WORK ORDER 1:
According to the Grady excerpt, how many babies and children live at Grady at any one time because they have no other place to go?
WORK ORDER 2:
Copy the Grady excerpt starting with "Child welfare workers" and going on through "in Grady's lobby.", substituting "overpass" for "viaduct".

SELECTED EXCERPT section start

His future is unclear. Criminal charges are pending against his mother, but there were no witnesses to the beating, making a conviction unlikely. And she wants her child back. The county Department of Family and Children Services does not want to return the baby to a mother social workers consider unfit, yet they have had difficulty finding a foster family willing to take him just temporarily. Recently they found one.

A Hospital for a Home

Child welfare workers know a good thing when they see it. Too often, Grady officials say, the county drags its feet in placing babies such as these, knowing they are at least safe in the hospital. It is a trend Dr. Bruner finds increasingly frustrating.

Recently a baby with no medical problems lived at Grady more than a month after she was born. Her mother was psychotic and alternated between sleeping under a viaduct near the hospital and in Grady's lobby.

Finally, Dr. Bruner instructed her staff to call the Fulton County Department of Family and Children Services and tell officials the hospital was setting up a small bassinet under the viaduct so the mother could take the child home.

"Maybe that will be an incentive to do something about this child," she said. "The point is, we're stuck with the child. We have no legal responsibility for the child, except that we have no place that we would personally dismiss it to."

As many as eight babies and children live at Grady at any one time because there is no other place for them. Twice that number remain in the hospital for medical treatment with no contact by their parents, and the number will continue to grow as long as crack and cocaine remain a problem, experts say.

With cocaine, the greatest threat to unborn babies is prematurity, says Dr. Sexson, which creates a host of medical problems. Yet sophisticated technology has rendered survival of the fittest a thing of the past, and today many of these babies are kept alive.

"When I was a medical student, we didn't even fill out birth certificates on babies that weighed under 1,000 grams [2.2 pounds]," Dr. Bruner said, leaning over an incubator where a baby that looked more like a fetus lay with needles and tubes in her abdomen, arms, feet and mouth. "They were abortions."

SELECTED EXCERPT section end
SOURCE INFORMATION section start

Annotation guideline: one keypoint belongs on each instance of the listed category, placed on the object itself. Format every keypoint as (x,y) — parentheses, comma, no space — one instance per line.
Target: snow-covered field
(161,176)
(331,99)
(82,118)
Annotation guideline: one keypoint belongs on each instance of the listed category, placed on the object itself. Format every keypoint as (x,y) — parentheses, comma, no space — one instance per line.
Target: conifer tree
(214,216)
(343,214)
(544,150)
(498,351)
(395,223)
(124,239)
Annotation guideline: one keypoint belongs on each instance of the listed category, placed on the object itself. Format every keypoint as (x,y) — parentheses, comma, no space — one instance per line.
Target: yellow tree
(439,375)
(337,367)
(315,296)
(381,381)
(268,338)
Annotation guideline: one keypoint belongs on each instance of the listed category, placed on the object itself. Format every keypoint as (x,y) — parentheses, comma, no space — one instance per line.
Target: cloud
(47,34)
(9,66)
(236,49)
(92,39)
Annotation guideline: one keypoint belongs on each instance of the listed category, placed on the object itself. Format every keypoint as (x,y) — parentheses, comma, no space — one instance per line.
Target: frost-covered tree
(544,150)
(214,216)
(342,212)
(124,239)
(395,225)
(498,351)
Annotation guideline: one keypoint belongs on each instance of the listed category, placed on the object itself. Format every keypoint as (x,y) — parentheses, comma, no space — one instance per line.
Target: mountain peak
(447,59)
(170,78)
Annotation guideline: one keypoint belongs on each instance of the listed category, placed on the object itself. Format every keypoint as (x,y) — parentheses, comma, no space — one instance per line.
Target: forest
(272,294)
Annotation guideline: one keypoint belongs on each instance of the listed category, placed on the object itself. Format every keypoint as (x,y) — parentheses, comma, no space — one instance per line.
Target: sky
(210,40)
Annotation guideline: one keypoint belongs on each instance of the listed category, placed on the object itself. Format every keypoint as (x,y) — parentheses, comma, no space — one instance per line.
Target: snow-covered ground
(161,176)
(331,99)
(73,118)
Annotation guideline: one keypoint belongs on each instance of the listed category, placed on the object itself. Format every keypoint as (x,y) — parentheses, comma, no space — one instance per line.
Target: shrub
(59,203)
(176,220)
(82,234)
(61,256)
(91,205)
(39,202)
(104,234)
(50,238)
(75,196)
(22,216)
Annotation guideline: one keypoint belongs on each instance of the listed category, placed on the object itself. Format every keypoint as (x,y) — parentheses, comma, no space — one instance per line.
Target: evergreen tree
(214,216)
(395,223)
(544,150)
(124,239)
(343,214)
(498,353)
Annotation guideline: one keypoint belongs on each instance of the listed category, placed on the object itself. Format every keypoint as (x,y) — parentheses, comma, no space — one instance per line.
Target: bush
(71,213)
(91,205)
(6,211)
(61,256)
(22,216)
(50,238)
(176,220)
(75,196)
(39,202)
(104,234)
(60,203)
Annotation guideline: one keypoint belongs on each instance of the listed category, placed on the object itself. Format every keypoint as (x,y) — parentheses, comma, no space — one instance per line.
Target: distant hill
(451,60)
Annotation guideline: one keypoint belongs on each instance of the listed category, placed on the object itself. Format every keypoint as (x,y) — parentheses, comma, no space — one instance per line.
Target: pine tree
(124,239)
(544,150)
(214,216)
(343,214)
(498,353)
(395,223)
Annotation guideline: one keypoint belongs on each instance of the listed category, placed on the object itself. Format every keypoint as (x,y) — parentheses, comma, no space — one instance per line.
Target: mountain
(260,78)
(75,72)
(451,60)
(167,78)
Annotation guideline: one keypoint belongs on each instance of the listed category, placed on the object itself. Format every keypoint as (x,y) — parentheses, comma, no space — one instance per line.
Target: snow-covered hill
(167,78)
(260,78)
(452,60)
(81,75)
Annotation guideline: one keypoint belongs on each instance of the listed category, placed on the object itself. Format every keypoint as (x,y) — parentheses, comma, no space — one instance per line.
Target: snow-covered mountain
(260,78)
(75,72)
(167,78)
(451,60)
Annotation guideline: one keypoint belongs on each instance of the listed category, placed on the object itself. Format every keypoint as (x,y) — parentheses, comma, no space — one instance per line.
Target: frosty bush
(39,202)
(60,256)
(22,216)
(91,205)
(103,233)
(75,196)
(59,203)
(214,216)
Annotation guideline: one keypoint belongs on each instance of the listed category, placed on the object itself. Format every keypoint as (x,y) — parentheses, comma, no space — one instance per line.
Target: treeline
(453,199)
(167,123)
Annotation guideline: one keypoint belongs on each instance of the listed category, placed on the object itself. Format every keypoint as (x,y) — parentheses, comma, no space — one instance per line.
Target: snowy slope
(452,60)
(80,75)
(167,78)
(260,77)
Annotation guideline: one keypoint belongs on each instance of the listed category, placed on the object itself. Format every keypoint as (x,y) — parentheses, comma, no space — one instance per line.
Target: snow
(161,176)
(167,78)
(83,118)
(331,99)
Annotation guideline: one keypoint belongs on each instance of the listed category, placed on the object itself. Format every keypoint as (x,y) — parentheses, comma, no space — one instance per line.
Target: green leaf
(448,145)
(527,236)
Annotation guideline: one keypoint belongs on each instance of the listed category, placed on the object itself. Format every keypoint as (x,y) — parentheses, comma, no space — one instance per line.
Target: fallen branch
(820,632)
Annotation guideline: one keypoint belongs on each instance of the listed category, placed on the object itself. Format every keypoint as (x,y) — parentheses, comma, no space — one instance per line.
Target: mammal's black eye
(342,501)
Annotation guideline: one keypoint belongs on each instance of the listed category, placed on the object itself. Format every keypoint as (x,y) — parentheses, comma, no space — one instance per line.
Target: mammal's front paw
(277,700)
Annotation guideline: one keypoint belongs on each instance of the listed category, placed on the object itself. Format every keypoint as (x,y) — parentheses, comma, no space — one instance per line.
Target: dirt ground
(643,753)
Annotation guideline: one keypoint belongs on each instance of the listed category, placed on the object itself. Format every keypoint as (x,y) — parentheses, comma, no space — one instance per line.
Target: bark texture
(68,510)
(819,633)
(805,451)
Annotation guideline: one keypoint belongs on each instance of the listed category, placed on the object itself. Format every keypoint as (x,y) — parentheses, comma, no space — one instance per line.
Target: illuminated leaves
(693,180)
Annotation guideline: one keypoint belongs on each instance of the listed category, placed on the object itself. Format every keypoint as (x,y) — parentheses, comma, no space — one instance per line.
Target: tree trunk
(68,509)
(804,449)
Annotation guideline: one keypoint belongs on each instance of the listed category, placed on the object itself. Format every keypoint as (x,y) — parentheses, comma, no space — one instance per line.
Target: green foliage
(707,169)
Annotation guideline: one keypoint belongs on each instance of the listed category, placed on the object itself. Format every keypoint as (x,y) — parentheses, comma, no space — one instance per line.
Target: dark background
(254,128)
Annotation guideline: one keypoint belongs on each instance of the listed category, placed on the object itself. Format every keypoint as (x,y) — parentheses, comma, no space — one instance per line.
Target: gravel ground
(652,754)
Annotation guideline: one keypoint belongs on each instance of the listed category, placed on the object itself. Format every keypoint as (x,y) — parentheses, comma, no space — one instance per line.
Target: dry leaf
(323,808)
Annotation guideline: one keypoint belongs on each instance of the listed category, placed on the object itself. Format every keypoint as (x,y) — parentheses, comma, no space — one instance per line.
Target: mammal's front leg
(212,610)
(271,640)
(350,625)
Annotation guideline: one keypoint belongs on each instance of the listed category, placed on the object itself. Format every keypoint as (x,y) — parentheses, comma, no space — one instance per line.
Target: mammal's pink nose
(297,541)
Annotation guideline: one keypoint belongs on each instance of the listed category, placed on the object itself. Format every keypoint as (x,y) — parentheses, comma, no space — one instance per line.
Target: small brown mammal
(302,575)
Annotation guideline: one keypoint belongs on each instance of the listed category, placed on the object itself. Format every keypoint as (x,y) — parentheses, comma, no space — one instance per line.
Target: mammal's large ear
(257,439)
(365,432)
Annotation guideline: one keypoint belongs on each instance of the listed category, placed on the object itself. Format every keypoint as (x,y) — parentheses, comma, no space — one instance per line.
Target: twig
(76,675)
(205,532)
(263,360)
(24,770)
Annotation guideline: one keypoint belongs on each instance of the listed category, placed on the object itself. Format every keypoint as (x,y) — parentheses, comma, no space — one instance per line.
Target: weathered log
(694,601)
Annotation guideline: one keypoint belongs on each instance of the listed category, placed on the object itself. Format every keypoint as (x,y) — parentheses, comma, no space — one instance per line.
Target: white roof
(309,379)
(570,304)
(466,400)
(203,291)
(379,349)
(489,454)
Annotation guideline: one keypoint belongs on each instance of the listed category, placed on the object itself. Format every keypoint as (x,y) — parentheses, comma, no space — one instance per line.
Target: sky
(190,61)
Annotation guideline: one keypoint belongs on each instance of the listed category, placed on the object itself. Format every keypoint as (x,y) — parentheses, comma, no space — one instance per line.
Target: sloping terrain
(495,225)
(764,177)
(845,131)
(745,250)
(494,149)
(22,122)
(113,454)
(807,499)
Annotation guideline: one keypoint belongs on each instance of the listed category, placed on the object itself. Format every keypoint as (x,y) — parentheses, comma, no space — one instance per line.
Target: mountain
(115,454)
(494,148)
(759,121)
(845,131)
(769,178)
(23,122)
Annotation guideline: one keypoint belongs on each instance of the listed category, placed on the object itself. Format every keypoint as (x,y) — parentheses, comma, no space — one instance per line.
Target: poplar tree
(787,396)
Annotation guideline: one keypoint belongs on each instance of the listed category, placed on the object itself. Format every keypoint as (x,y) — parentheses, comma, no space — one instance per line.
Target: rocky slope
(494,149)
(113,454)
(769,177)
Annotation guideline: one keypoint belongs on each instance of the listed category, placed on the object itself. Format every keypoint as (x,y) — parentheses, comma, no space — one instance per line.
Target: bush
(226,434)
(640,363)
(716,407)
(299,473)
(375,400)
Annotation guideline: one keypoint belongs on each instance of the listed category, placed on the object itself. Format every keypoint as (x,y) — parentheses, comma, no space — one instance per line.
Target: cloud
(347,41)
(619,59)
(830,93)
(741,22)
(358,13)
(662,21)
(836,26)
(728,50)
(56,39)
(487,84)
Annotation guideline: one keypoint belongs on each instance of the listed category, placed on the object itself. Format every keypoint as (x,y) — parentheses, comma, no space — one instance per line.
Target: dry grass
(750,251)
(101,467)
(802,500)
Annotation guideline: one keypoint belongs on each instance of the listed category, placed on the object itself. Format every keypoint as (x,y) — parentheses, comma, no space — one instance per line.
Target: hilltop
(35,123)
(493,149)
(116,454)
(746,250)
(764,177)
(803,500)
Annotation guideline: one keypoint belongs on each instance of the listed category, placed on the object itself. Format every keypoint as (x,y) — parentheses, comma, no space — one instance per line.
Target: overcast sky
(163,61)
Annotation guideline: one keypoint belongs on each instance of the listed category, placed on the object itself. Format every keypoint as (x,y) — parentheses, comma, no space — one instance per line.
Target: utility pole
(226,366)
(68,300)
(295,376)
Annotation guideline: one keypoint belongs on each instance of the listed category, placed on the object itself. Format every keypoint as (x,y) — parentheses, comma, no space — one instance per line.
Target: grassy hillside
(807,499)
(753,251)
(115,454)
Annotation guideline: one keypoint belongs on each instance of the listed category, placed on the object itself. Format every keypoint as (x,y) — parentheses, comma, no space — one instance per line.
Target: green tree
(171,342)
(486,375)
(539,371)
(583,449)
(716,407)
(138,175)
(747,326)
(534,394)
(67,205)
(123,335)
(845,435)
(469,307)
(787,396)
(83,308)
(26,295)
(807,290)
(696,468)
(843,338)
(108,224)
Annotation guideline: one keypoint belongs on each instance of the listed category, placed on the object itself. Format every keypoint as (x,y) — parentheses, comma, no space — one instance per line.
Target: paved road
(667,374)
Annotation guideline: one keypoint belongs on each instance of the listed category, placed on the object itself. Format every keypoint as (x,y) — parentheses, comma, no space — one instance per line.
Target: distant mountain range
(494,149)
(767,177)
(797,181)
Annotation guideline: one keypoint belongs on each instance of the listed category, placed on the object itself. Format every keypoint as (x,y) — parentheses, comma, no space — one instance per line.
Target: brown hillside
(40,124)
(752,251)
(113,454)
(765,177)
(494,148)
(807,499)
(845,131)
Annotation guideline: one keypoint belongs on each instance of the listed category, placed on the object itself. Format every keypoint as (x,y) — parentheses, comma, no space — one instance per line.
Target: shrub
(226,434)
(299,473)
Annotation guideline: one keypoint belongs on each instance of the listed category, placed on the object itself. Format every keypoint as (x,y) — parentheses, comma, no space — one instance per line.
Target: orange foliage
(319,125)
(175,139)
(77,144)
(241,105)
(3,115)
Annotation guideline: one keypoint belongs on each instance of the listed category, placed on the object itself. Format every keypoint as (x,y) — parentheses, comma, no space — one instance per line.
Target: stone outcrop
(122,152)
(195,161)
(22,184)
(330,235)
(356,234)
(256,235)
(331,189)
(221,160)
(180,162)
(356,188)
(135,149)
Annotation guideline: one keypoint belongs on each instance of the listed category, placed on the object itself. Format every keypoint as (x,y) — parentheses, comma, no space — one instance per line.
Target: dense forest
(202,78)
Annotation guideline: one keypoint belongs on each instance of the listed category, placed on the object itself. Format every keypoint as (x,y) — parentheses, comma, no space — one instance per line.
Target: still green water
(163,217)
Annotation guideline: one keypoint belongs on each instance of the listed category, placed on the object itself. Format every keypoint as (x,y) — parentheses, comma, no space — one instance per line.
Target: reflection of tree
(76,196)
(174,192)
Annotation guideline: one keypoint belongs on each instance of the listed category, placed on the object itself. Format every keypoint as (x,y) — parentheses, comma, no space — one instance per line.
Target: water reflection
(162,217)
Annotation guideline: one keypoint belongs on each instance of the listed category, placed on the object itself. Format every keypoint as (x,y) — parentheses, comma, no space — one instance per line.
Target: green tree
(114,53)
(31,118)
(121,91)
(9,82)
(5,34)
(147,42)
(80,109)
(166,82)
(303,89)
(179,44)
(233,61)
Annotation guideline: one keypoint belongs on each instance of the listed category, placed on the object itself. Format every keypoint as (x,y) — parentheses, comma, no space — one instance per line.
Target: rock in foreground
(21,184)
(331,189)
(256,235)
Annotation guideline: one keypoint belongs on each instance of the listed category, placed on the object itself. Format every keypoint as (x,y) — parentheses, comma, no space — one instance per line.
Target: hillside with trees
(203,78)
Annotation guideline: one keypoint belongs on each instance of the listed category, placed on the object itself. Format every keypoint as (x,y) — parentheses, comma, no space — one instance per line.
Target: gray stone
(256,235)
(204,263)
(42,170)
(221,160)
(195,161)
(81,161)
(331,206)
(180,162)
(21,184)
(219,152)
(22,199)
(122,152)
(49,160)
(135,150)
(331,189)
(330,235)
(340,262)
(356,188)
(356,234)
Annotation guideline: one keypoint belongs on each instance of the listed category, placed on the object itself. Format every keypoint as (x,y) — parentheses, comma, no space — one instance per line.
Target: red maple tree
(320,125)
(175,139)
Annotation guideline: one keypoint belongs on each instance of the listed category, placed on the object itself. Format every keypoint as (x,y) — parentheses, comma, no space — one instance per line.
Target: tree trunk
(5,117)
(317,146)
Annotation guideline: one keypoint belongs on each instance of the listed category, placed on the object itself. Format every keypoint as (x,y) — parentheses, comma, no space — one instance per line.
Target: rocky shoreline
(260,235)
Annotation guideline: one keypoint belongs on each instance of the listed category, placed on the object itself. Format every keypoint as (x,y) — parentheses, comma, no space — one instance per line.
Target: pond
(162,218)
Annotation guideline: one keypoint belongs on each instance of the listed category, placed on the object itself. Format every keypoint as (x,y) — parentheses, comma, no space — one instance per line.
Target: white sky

SOURCE INFORMATION section end

RESPONSE BOX 1:
As many as eight.

RESPONSE BOX 2:
Child welfare workers know a good thing when they see it. Too often, Grady officials say, the county drags its feet in placing babies such as these, knowing they are at least safe in the hospital. It is a trend Dr. Bruner finds increasingly frustrating.

Recently a baby with no medical problems lived at Grady more than a month after she was born. Her mother was psychotic and alternated between sleeping under a overpass near the hospital and in Grady's lobby.